In his televised debates with Nigel Farage, he sometimes seemed exasperated by the fact that he had to argue the rightness of his cause at all - and with someone he appears to regard as an intellectual inferior.

Many people who are not necessarily drawn to UKIP's agenda may have felt alienated by Clegg's aloofness and impatience with dissent during the debates. Certainly in the lead-up to the council elections, many Lib Dem candidates were adamant that they did not want any mention of their party leader in their election literature.

When even your own candidates feel you're out-of-touch, the writing is on the wall - either for the leader, or the party.

Overall, Clegg might appear to be far better suited to the cloistered - some might argue 'cultured' - life of the full-time European plutocrat.

This cohort is, of course, the one Nigel Farage and company are constantly threatening with extinction. So one way or the other, Farage may bring about the political demise of the Lib Dem leader, though with Vince Cable's support he is safe for the moment.

════════════════════

* _Tasks to complete_:
1) Print the part of the Clegg commentary starting with "When even your" and going on through "for the moment.", word for word.
2) Proceed with the commentary on Nick Clegg, writing on from the point where it stops.

* _Material shown_:

════════════════════

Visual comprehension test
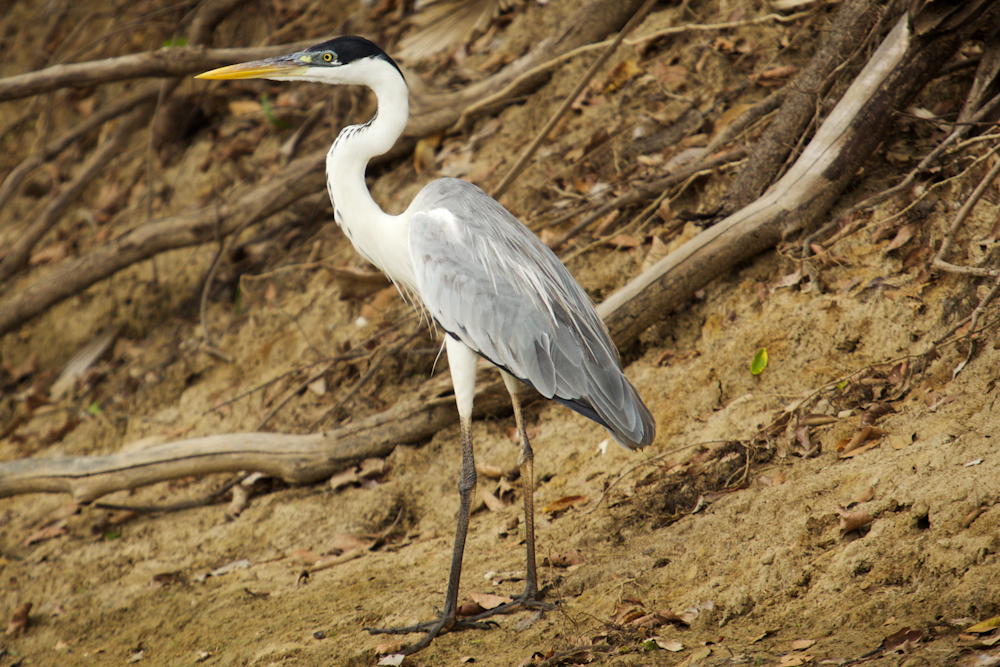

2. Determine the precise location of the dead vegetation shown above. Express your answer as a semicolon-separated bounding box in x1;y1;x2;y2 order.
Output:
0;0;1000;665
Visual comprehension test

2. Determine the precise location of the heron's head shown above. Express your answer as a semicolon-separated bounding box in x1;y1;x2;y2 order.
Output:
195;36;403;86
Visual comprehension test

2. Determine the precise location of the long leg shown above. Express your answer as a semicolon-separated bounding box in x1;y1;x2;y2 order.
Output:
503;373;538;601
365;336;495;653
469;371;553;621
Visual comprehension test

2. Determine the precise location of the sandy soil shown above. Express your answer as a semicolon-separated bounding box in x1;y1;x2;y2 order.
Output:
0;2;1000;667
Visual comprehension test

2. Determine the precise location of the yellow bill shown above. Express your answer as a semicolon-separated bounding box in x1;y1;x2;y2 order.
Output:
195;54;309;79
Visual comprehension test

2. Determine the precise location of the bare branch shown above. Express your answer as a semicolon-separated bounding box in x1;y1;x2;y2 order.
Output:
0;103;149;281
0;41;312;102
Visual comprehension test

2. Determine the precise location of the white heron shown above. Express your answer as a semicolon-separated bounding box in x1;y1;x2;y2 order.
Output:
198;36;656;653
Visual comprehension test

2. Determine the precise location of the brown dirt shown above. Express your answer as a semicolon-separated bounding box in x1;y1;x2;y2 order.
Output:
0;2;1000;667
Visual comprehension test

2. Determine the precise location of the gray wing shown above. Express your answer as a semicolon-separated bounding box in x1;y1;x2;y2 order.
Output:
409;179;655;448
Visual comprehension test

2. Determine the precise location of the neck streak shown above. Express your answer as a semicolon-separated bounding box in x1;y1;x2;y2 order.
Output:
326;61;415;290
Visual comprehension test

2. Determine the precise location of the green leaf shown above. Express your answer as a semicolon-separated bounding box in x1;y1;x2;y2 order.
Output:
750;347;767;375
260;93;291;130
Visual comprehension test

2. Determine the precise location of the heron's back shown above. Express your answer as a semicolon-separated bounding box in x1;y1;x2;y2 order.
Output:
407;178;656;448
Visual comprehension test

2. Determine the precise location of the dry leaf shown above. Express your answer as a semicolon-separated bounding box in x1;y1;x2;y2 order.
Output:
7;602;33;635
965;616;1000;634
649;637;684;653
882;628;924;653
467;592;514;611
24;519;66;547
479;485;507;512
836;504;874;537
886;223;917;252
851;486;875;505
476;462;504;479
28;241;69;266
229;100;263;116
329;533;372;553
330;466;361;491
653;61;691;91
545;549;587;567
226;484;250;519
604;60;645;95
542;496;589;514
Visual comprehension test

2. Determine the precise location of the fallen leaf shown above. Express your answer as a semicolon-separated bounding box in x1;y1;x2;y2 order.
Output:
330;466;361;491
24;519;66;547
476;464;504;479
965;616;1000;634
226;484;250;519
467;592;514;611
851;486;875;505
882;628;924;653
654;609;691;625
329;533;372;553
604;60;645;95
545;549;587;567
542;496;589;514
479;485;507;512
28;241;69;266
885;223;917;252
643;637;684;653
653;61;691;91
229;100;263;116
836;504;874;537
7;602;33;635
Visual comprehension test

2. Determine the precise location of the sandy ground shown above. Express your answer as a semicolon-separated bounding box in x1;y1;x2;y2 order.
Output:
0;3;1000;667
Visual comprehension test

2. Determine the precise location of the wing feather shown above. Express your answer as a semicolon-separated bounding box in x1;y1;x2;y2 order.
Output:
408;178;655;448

════════════════════

* _Exercise answers_:
1)
When even your own candidates feel you're out-of-touch, the writing is on the wall - either for the leader, or the party.

Overall, Clegg might appear to be far better suited to the cloistered - some might argue 'cultured' - life of the full-time European plutocrat.

This cohort is, of course, the one Nigel Farage and company are constantly threatening with extinction. So one way or the other, Farage may bring about the political demise of the Lib Dem leader, though with Vince Cable's support he is safe for the moment.

2)
Prime Minister Cameron hasn't fared well in these elections either. Elitism is a charge which has long been thrown his way.

Granted, it is an easy accusation to lay at the feet of someone with a privileged family background. Yet David Cameron does little to help himself when he surrounds himself with senior advisers drawn from a similar cloistered class.

It may be, as one BBC editor suggested to me, natural for a leader to listen most to people who live nearby, or who share a similar life experience and outlook. However, when it comes to being Prime Minister, one is expected to represent or at least understand the interests of a much broader cross-section of society.

Even among normally conservative voters (I use the word here in its small 'c' sense) David Cameron is often seen as being more of a liberal than a conservative thinker on certain key issues.

His promised public debate on changes to marriage never took place and his promise of a referendum on Europe in 2017 seems too weak or meaningless to satisfy many within his own rank-and-file.

Meanwhile, his offer of an independence vote for the Scots was a little too hasty for some - and his making the case for a 'no' vote a little too slow.

Nigel Farage has not been fully tested in regard to elitism - he has, as yet, no domestic parliamentary record. But he may well find himself in a similar position to David Cameron if his relatively privileged background as a City commodities trader ever becomes a story in itself.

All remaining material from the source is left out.